YOUR INSTRUCTIONS:
Rewrite every line of the material below as a Markdown table with two columns, "Row" for the row number and "Line" for the text of the line, skipping blank lines. Leave the pictures out of your answer.

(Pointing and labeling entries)
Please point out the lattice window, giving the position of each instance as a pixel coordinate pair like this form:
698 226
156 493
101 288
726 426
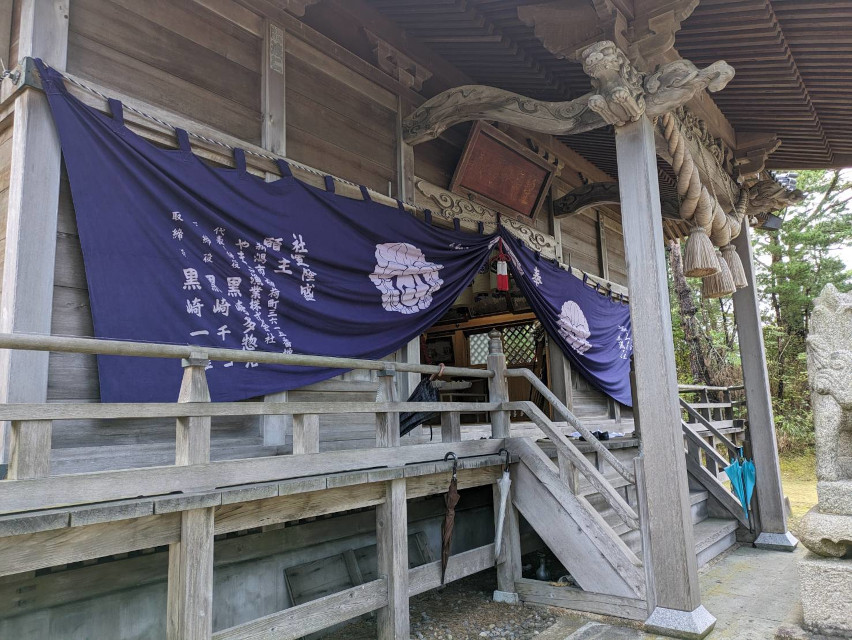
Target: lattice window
518 345
478 348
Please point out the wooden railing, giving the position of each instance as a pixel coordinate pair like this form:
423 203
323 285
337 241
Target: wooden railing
50 520
709 426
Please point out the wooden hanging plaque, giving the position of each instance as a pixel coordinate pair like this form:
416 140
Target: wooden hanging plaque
499 173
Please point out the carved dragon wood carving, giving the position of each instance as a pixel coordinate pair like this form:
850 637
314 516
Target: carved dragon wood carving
621 94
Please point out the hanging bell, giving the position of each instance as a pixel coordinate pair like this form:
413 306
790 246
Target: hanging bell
502 269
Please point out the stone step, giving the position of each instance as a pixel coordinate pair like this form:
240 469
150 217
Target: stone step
712 537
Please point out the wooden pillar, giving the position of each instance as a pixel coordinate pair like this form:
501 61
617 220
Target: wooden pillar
674 598
761 424
392 525
190 578
560 375
274 428
498 387
26 302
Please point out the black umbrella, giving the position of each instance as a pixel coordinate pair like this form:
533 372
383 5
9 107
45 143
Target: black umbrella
426 391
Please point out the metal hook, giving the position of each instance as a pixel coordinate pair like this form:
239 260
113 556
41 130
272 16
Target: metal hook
455 462
506 461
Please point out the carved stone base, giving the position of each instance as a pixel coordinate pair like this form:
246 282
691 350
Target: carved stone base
776 541
835 496
826 587
691 625
506 597
827 534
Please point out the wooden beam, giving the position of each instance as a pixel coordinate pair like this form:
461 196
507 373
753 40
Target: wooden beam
26 302
770 495
310 617
305 433
460 565
674 566
392 561
29 449
549 595
32 551
98 411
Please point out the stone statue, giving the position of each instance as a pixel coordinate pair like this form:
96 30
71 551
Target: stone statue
826 530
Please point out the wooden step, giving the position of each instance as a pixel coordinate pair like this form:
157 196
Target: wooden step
712 537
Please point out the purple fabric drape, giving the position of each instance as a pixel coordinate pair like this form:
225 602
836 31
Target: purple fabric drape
177 251
593 330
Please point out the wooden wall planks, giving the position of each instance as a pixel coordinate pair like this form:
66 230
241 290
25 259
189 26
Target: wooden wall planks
178 55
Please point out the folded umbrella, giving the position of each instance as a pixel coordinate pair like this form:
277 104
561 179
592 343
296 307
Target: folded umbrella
503 486
451 499
426 391
734 471
749 480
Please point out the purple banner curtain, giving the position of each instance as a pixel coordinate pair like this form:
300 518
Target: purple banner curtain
177 251
593 330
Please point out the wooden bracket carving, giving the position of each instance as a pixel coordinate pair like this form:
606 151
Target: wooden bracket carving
621 94
752 151
396 64
646 30
768 195
602 193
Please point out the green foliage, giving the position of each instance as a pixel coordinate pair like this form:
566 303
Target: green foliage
792 265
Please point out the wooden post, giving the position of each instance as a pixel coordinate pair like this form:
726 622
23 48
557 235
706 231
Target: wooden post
450 426
29 450
498 388
761 423
560 374
26 302
392 525
305 433
392 559
387 424
274 137
509 562
190 578
670 539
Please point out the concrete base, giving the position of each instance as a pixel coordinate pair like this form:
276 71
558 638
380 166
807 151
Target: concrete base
690 625
776 541
506 597
826 588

RESULT OF THIS TASK:
| Row | Line |
|---|---|
| 1 | Please point out the lattice window, giving the position of each instance as a pixel coordinate pair like this form: |
| 2 | 698 226 |
| 3 | 156 493 |
| 4 | 101 288 |
| 5 | 726 426 |
| 6 | Target: lattice window |
| 7 | 518 345 |
| 8 | 478 348 |
| 9 | Please point out the wooden railing, giving the position of each instance as a pixel coordinate pair like this form: |
| 10 | 423 203 |
| 11 | 323 285 |
| 12 | 337 241 |
| 13 | Target: wooden railing |
| 14 | 50 520 |
| 15 | 709 426 |
| 16 | Please point out the wooden hanging plaque, giving the position of each instance as a pixel coordinate pair like this form: |
| 17 | 416 140 |
| 18 | Target: wooden hanging plaque |
| 19 | 499 173 |
| 20 | Please point out the carved dragon wood carving, giving the position of each instance as a pixel coordinate pair like this form: |
| 21 | 850 637 |
| 22 | 314 516 |
| 23 | Target: carved dragon wood carving |
| 24 | 621 94 |
| 25 | Please point out the hanging bell, giving the position of each instance as a pixel coordinate pair like this form: |
| 26 | 413 306 |
| 27 | 790 246 |
| 28 | Target: hanging bell |
| 29 | 502 269 |
| 30 | Please point out the stone step, giving the position of each instance as a pixel coordinate pair like this form: |
| 31 | 240 469 |
| 32 | 150 217 |
| 33 | Target: stone step |
| 34 | 712 537 |
| 35 | Please point out the wooden pillar, giving the position of each instance as a pixel coordinate pair like this form: |
| 36 | 501 61 |
| 37 | 617 220 |
| 38 | Target: wooden pillar |
| 39 | 674 598 |
| 40 | 761 424 |
| 41 | 392 525 |
| 42 | 190 578 |
| 43 | 560 375 |
| 44 | 274 428 |
| 45 | 498 387 |
| 46 | 26 302 |
| 47 | Please point out the black umbrella, giving the position of each instance as a pixel coordinate pair like this form: |
| 48 | 533 372 |
| 49 | 383 5 |
| 50 | 9 107 |
| 51 | 45 143 |
| 52 | Target: black umbrella |
| 53 | 426 391 |
| 54 | Please point out the metal hook, giving the position of each instance as a pixel coordinate pair like this form: |
| 55 | 239 260 |
| 56 | 113 556 |
| 57 | 41 130 |
| 58 | 272 16 |
| 59 | Target: metal hook |
| 60 | 455 462 |
| 61 | 506 461 |
| 62 | Please point out the carved stone base, giving the position of each instance as a pixel coordinate pair like this form: |
| 63 | 246 282 |
| 64 | 691 350 |
| 65 | Target: carved stone base |
| 66 | 776 541 |
| 67 | 835 496 |
| 68 | 826 587 |
| 69 | 691 625 |
| 70 | 506 597 |
| 71 | 827 534 |
| 72 | Please point out the wooden beam, giving the position of each instance as a pixel coordinate pair like this form: |
| 73 | 461 196 |
| 74 | 507 373 |
| 75 | 753 40 |
| 76 | Target: wooden beam |
| 77 | 26 302 |
| 78 | 770 495 |
| 79 | 310 617 |
| 80 | 305 433 |
| 81 | 460 565 |
| 82 | 674 566 |
| 83 | 392 561 |
| 84 | 29 449 |
| 85 | 549 595 |
| 86 | 32 551 |
| 87 | 98 411 |
| 88 | Please point out the stone statue, giving the position of each instance as a pixel coordinate pair like this form: |
| 89 | 96 30 |
| 90 | 71 551 |
| 91 | Target: stone statue |
| 92 | 826 530 |
| 93 | Please point out the wooden step, giving the position of each instance as a pixel coordinate pair like this form: |
| 94 | 157 196 |
| 95 | Target: wooden step |
| 96 | 712 537 |
| 97 | Please point out the purple fabric drape, giving the position of each instance as a pixel coordinate pair like this form: |
| 98 | 225 602 |
| 99 | 836 31 |
| 100 | Target: purple fabric drape |
| 101 | 177 251 |
| 102 | 593 330 |
| 103 | Please point out the wooden wall planks, giving the position of each instance as a pixel coordinate pair like this form: |
| 104 | 66 230 |
| 105 | 241 290 |
| 106 | 25 259 |
| 107 | 189 26 |
| 108 | Target: wooden wall planks |
| 109 | 178 55 |
| 110 | Please point out the folded umbrella, giving the position of each instance as a pixel coordinate pair like this form: |
| 111 | 277 104 |
| 112 | 561 179 |
| 113 | 592 343 |
| 114 | 296 307 |
| 115 | Target: folded umbrella |
| 116 | 503 486 |
| 117 | 451 499 |
| 118 | 426 391 |
| 119 | 734 471 |
| 120 | 749 480 |
| 121 | Please point out the purple banner curtain, giving the position of each instance as a pixel coordinate pair like this form: |
| 122 | 300 518 |
| 123 | Target: purple banner curtain |
| 124 | 177 251 |
| 125 | 593 330 |
| 126 | Please point out the wooden bracket carving, giving the position of each instance as a pixel coordinate pair like this form: |
| 127 | 606 151 |
| 128 | Target: wooden bracket carving |
| 129 | 621 94 |
| 130 | 752 151 |
| 131 | 396 64 |
| 132 | 646 30 |
| 133 | 768 195 |
| 134 | 602 193 |
| 135 | Please point out the green foliage, giving the position of each instance as a pixel coordinate pair like this form: |
| 136 | 566 303 |
| 137 | Target: green foliage |
| 138 | 792 265 |
| 139 | Please point out the wooden post, giving the position of each instance as a pixel coordinate pair like this form: |
| 140 | 726 622 |
| 141 | 23 48 |
| 142 | 557 235 |
| 143 | 706 231 |
| 144 | Target: wooden post |
| 145 | 450 426 |
| 146 | 29 450 |
| 147 | 498 388 |
| 148 | 761 423 |
| 149 | 560 374 |
| 150 | 26 302 |
| 151 | 392 525 |
| 152 | 305 433 |
| 153 | 392 559 |
| 154 | 387 424 |
| 155 | 274 137 |
| 156 | 509 562 |
| 157 | 190 578 |
| 158 | 670 539 |
| 159 | Please point out the concrete base, giving the position of each instance as a pixel coordinate pair like this form: |
| 160 | 276 71 |
| 161 | 558 638 |
| 162 | 380 166 |
| 163 | 807 151 |
| 164 | Target: concrete base |
| 165 | 690 625 |
| 166 | 776 541 |
| 167 | 506 597 |
| 168 | 826 588 |